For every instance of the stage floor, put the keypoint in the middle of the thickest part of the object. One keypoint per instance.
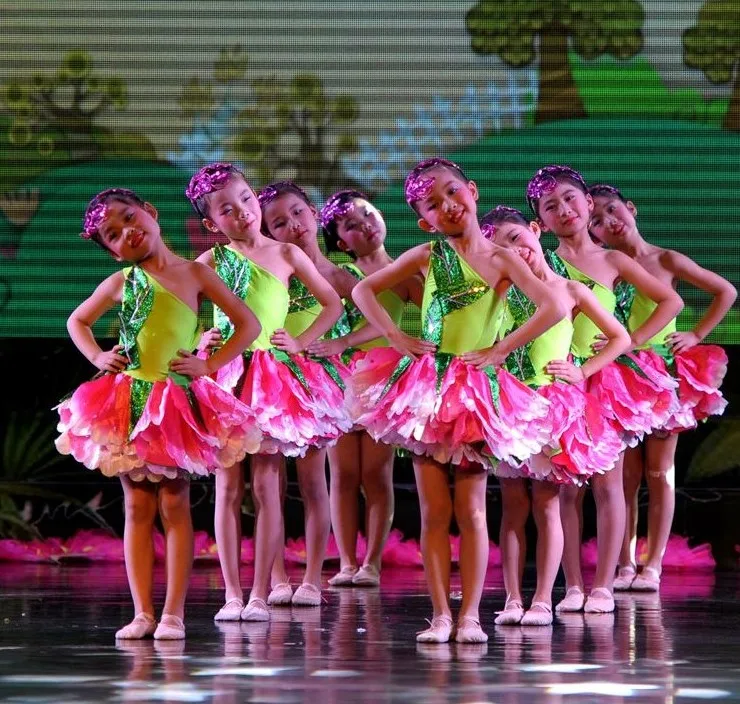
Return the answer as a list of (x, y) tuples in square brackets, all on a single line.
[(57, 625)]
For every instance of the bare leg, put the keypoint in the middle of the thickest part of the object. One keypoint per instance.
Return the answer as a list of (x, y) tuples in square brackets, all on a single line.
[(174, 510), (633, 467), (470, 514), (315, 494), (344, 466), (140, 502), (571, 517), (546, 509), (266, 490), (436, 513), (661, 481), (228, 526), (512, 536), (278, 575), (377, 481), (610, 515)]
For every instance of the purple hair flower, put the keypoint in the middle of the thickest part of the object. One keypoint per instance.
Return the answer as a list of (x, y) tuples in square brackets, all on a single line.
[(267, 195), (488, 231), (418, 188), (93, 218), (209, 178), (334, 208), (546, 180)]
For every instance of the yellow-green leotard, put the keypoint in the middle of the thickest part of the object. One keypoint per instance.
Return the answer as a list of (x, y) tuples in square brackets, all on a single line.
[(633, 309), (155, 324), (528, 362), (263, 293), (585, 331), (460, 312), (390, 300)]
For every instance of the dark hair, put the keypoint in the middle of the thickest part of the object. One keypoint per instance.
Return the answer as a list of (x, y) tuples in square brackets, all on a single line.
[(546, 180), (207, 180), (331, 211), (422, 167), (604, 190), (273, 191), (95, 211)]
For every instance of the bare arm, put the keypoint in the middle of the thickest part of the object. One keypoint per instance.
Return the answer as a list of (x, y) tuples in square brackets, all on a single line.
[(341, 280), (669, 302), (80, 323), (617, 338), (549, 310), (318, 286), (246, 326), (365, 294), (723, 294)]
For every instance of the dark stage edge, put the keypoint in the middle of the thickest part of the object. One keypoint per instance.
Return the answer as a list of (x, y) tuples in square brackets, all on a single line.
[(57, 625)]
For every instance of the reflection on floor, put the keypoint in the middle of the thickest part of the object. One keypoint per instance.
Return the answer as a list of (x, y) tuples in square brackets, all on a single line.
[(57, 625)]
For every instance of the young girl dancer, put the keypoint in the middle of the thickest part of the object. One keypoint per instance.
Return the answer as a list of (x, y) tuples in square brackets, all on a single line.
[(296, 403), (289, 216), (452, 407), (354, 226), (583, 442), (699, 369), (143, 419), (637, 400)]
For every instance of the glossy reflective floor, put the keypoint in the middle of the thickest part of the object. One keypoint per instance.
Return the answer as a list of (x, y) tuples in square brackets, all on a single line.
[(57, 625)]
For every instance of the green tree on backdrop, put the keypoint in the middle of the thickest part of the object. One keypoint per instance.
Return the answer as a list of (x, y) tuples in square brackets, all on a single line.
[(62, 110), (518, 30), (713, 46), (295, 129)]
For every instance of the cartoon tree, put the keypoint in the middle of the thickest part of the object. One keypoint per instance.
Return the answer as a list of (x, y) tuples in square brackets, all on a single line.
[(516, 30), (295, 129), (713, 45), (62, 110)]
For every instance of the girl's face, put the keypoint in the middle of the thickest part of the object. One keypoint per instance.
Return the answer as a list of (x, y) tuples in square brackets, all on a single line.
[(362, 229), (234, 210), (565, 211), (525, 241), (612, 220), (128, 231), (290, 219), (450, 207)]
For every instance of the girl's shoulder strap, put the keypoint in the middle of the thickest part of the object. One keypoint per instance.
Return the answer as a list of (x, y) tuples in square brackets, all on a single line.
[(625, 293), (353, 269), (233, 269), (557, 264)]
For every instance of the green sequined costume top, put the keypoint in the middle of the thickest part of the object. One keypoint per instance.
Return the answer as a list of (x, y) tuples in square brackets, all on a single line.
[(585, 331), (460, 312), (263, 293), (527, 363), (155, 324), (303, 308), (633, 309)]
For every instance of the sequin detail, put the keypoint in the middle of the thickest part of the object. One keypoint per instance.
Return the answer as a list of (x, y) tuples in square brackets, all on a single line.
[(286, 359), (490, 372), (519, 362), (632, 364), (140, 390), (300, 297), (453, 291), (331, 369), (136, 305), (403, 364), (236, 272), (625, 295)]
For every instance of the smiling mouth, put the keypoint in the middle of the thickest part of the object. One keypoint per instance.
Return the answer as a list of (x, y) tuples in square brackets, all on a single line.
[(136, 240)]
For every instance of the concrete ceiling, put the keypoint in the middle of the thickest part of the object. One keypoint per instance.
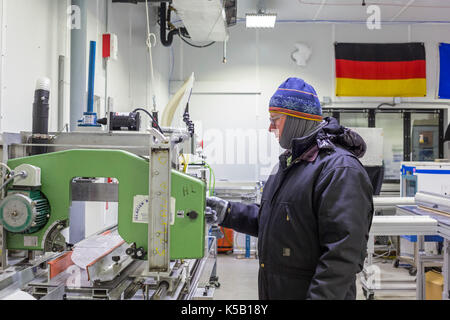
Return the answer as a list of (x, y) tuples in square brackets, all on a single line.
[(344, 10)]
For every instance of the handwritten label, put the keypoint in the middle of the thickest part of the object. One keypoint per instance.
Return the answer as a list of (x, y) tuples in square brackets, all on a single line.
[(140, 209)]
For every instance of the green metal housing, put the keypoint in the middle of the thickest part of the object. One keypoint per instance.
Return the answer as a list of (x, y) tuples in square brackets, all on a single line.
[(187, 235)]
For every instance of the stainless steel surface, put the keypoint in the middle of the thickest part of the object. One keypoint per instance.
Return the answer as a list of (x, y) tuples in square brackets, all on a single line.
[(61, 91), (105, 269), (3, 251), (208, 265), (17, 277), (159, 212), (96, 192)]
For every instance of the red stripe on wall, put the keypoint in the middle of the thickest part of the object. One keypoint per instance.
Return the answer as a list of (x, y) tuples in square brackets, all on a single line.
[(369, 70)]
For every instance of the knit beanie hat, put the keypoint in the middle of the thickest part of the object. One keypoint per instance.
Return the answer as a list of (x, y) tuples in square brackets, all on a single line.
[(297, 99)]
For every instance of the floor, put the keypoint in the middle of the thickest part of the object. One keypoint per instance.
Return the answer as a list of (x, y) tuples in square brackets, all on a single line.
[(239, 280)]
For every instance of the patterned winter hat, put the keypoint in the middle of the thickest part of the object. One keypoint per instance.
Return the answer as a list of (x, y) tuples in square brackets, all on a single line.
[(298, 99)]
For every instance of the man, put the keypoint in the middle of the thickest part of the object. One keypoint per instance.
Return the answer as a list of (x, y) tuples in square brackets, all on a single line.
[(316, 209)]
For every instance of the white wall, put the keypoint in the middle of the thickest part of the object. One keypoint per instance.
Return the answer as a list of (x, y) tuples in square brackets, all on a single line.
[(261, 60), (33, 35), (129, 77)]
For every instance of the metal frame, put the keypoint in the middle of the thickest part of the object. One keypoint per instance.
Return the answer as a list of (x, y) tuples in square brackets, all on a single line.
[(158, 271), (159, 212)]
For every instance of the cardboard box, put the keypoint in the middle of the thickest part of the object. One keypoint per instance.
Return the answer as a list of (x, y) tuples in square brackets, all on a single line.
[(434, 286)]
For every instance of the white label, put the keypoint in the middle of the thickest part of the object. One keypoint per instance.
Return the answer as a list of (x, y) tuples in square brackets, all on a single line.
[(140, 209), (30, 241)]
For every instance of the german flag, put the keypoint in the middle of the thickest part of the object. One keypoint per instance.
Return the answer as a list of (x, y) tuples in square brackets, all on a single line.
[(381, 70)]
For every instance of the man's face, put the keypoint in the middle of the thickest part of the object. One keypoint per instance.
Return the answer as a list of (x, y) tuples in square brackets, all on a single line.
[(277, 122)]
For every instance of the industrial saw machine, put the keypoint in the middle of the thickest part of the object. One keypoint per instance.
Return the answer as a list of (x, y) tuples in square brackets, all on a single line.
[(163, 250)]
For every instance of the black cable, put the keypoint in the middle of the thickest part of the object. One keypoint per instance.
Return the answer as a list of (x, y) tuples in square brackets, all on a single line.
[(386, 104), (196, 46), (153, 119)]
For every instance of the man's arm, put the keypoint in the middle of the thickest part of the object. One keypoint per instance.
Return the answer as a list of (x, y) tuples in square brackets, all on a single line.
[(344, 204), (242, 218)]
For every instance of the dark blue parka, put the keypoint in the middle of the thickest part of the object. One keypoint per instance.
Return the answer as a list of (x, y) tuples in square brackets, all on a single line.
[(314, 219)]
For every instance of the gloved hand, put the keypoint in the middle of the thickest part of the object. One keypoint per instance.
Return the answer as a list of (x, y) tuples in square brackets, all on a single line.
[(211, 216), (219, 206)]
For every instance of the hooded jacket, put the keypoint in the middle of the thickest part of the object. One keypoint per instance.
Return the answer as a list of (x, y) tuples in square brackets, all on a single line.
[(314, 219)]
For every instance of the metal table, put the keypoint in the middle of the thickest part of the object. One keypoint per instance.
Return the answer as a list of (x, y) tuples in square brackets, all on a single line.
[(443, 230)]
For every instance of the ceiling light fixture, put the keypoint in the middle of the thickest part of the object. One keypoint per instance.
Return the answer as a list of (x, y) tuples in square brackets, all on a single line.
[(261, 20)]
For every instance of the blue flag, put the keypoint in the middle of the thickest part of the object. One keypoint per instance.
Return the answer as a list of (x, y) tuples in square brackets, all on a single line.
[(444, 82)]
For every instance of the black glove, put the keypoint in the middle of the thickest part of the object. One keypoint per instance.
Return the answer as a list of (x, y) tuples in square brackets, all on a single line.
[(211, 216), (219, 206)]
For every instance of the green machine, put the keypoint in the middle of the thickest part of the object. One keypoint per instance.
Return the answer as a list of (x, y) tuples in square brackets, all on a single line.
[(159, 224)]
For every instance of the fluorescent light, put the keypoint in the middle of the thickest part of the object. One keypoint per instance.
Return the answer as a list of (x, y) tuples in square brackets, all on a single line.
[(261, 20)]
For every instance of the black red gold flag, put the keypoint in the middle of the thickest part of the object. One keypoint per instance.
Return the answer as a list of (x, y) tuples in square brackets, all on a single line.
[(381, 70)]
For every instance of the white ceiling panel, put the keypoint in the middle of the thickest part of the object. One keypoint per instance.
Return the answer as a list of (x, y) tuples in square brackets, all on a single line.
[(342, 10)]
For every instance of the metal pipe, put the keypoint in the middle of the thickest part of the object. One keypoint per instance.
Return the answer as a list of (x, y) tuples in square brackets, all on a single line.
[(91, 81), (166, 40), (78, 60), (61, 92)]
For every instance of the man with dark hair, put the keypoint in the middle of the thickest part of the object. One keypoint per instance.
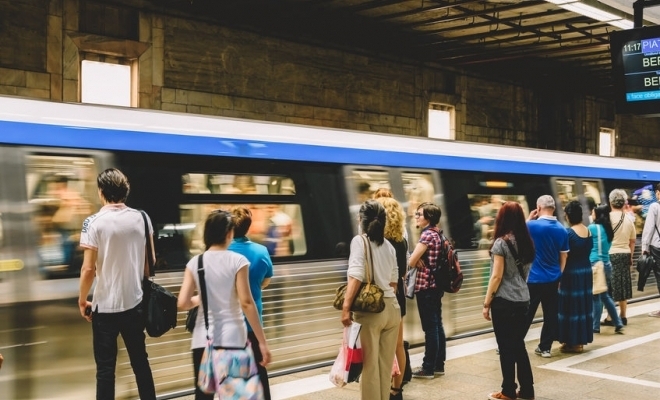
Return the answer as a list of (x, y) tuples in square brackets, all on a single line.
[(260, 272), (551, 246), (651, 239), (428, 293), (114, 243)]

- - - - -

Rewrite the records above from the line with "For every instance of the white label, put" through the line with "[(386, 104), (196, 46), (153, 119)]", keeping the request lines, and shift every coordinate in the answers by adding 133 to each number.

SOLUTION FOR THIS TASK:
For every instance of the white label, put the keypoint in the middle of the thickest part of the object. One keypoint per instance.
Return the answer as a list of (x, y) tuples in square brackets, all on a single line.
[(273, 342), (163, 374)]
For every instance of the german flag, put the keypoint in the middle of the thickest part of the object. One keypoint per instance.
Return the answer as a list of (x, y) tuples in square brackets, all on a single line.
[(514, 203)]
For every instance of the man's face, put the keypoint in the middle of the thickest part of the object. One keypoint per instance.
Return the answer as a list of (x, y) tuples in square brackets, all on a single line.
[(410, 255)]
For every instance of the industrial saw machine, put the keypoint in the middle of the thickest part of the object. One keypoint per instance.
Return the answer as a list of (x, y) tuples in square brackets, all on a single line.
[(296, 383)]
For every instance of the black cable, put the keypoint in the middle of the thickest part of the object. One keypoint per instance.
Return the answer as a list of (x, y) tuples in square brackets, all on a single line.
[(519, 237), (329, 179), (286, 252)]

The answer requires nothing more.